START Page text
• The dressing percentage (based on empty body weight) of Capretto kids ranged from 50-54 percent, while Chevon kids dressed out in the range of 51-56 percent with few significant differences between genotypes. The carcasses from BS genotype were significantly longer compared to BA and FF genotypes. There were significant differences between genotypes for the eye muscle area and subcutaneous fat thickness measurements at 12/13th rib and rump sites. For both the groups, the correlation between the ultrasonic (measured on the live animal) and ruler measurement (measured on the cold carcass) for fat depth at the 12/13th rib was highly significant (r = 0.70-0.76) but for the rump site, the correlation between these two modes of measurement was relatively low (r = 0.29-0.49). For all genotypes the subcutaneous fat thickness increased significantly from Capretto to Chevon group.
• There were no significant differences between genotypes and between groups for the percent contribution of primal cuts to the carcass side weight; the percentage of primal cuts being neck (10-11%), flank (12-14%), ribs (22-26%), shoulder (18-21%) and long leg (33-35%). The overall composition of Capretto carcasses were 60-66 percent muscle, 8-12 percent fat and 24-27 percent bone while Chevon carcasses comprised of 60-69 percent muscle, 10-17 percent fat and 18-22 percent bone. There were significant differences for the percent muscle and fat (subcutaneous and intermuscular) and small differences in bone content between genotypes. BS carcasses from both the groups were leaner compared to other carcasses. Significant correlations were observed between the percentage of muscle, fat and bone in most of the primal cuts and that in the carcass side for both Capretto and Chevon groups. With increase in age/carcass weight, muscle and fat contents increased significantly while the bone content decreased significantly in the carcass.
END Page text
START Data
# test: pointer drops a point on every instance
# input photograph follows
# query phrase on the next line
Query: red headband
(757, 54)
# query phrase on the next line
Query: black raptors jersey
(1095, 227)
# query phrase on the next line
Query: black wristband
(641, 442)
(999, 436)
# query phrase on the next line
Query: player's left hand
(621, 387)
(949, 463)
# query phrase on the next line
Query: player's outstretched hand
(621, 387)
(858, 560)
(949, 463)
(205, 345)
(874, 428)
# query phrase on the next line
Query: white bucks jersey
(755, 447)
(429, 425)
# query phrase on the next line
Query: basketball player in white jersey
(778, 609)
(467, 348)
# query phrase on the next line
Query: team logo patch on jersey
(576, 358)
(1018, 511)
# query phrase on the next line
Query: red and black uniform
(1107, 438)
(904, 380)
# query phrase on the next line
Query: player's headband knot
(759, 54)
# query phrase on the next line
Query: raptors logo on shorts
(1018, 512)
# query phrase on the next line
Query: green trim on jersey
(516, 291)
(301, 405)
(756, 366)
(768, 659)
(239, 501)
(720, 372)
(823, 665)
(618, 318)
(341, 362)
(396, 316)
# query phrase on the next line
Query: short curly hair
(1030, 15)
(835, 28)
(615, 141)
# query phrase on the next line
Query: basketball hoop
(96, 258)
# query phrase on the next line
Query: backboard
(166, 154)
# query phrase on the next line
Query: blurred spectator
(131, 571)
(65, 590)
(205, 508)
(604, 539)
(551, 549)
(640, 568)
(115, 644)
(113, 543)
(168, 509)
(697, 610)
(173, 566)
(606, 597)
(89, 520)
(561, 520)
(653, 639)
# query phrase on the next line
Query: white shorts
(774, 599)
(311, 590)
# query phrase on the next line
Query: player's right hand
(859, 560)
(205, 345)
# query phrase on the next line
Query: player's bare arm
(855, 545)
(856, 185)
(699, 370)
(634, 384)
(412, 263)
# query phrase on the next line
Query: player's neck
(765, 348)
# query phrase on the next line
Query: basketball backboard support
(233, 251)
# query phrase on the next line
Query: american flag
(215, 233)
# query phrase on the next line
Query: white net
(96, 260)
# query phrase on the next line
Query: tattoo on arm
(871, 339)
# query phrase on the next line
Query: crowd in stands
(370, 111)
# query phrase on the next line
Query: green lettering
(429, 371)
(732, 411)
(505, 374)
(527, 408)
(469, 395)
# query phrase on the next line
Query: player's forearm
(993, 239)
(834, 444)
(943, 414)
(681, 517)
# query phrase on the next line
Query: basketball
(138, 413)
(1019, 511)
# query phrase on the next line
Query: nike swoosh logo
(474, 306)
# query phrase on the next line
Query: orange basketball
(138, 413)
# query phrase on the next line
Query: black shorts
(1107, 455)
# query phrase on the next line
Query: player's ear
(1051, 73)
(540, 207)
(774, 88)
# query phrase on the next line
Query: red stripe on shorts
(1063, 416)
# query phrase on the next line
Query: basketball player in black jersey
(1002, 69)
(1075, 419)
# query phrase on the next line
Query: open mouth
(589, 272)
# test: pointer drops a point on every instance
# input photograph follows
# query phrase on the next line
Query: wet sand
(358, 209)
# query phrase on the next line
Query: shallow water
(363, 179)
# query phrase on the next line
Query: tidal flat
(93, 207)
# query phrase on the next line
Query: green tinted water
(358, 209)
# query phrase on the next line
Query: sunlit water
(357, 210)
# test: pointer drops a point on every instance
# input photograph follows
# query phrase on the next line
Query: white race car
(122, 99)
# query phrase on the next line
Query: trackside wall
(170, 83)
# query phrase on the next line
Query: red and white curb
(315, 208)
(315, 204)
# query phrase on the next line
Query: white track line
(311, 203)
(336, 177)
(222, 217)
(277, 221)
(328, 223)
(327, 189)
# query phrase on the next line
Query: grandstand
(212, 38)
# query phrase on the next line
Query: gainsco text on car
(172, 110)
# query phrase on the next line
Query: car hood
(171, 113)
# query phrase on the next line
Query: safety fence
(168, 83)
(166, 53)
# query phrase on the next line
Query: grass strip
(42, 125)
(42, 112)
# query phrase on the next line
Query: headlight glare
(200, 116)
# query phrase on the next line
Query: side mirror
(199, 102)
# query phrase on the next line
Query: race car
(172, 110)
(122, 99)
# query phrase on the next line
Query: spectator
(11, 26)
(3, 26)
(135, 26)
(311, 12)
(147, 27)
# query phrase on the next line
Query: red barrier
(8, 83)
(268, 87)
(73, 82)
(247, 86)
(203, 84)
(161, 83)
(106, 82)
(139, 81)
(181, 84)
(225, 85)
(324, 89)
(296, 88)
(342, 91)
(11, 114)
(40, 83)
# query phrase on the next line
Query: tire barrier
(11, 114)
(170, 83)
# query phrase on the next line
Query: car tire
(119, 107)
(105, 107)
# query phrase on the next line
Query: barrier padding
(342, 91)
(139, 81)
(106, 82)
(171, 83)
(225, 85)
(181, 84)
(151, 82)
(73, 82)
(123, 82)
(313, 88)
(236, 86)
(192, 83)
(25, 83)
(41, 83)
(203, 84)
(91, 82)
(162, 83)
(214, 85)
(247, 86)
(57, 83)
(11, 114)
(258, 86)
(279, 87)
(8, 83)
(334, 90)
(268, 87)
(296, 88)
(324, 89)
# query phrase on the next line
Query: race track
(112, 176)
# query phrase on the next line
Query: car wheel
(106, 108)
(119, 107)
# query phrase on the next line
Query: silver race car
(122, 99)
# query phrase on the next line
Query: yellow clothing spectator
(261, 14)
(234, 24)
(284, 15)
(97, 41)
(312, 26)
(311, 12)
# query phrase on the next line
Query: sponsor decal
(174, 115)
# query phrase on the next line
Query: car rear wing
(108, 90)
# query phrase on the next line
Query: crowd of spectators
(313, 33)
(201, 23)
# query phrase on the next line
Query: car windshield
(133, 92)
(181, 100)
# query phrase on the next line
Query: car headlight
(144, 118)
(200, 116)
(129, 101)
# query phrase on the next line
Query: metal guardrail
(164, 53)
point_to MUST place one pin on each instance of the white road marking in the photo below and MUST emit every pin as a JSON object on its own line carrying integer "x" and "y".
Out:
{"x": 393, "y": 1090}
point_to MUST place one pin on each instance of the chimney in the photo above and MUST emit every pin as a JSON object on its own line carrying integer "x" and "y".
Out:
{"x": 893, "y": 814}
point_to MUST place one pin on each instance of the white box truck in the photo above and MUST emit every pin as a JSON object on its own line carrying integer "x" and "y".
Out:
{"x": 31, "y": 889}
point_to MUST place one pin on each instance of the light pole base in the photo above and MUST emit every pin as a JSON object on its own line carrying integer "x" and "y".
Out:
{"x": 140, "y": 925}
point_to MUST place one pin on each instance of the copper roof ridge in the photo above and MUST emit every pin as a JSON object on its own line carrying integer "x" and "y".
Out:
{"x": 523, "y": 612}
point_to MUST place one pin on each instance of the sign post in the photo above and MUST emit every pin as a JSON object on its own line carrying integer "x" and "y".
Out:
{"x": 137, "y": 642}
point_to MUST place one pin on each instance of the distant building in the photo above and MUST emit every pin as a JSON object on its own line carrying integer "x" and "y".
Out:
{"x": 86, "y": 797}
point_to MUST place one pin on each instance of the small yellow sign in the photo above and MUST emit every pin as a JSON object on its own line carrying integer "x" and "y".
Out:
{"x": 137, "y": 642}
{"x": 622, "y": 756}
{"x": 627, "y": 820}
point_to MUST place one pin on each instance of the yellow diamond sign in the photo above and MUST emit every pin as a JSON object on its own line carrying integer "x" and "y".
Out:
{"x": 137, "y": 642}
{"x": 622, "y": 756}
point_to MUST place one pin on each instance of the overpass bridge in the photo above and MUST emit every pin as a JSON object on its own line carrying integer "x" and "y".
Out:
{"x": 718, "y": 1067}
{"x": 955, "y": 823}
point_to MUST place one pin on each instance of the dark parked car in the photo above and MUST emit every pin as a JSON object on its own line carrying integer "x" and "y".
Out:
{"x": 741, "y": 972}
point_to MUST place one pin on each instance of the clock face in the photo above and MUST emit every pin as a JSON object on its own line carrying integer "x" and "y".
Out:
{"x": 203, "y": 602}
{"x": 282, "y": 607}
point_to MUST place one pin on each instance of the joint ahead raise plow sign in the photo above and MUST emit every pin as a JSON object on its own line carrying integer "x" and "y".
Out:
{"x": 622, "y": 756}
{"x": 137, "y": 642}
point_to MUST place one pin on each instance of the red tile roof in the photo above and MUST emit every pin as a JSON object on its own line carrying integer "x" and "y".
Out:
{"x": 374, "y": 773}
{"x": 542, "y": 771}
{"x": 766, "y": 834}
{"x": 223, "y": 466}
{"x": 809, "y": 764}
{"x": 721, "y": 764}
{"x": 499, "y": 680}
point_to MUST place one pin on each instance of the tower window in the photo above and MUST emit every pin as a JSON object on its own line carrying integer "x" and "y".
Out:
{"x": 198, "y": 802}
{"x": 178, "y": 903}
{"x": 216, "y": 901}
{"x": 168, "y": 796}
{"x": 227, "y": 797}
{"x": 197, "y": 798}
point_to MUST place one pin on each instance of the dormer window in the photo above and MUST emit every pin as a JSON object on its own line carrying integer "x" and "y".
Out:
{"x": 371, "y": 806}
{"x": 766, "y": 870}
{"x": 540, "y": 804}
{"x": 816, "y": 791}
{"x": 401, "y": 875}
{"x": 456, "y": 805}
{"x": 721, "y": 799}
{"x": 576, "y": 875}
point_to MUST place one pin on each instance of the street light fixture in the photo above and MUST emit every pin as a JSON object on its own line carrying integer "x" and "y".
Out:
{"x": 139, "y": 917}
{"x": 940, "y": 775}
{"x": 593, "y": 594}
END Data
Write the next part of the text on Capretto and Chevon goat carcasses, starting right after its final sentence.

• The ultimate pH of the longissimus muscle from both the groups was on the higher side (5.6-6.1) than that observed in other meat animals. There were some variations between genotypes in the percent cooking loss; FF genotype from the Capretto group and BA genotype from the Chevon group had higher cooking loss than other genotypes. There were significant differences between genotypes in terms of pigment concentration of the longissimus muscle, which increased significantly (P ≤ 0.01) from Capretto (1.5-2.3 mg/g) to Chevon (2.6-3.7 mg/g) carcasses. Genotype had an influence on the longissimus muscle colour coordinates (CIE L*, a*, b* values) however fat colour did not vary between genotypes. BS kids from the Capretto group had paler muscle colour. There was a positive correlation (r = 0.36-0.52) between muscle pigment concentration and muscle colour in both the groups. The muscle 'Colour became darker red and fat colour became more yellow with increase in age/carcass weight. Wamer-Bratzler shear force values of cooked meat samples did not differ significantly between genotypes however, these values increased significantly from Capretto (2.5-4.0 kg/cm²) to Chevon (4.2-6.3 kg/ cm²) group. In both the groups, based on the average score for tenderness, flavour, juiciness and overall acceptability, panellists found goat meat to be of an acceptable eating quality. There was no consistent effect of age/carcass weight on sensory scores for eating quality.
• There were no significant differences between genotypes for chemical composition of the longissimus muscle. The moisture content decreased and crude protein and fat contents increased significantly while the ash content remained unaffected with increase in age/carcass weight. The proportions of individual fatty acids in the adipose tissue differed significantly between genotypes for both Capretto and Chevon groups. With increase in age/carcass weight and resultant change in diet (from mainly milk in Capretto to predominantly pasture in Chevon kids), the saturated fatty acid concentration decreased and the unsaturated fatty acid concentration increased.
• Faster growth, desirable carcass characteristics and superior meat quality are some of the important criteria, which determine the selection of a particular genotype for meat production. Based on these growth, carcass and meat quality parameters, it can be concluded that BS kids performed better for the production of Capretto and Chevon carcasses than the kids from other genotypes used in the study.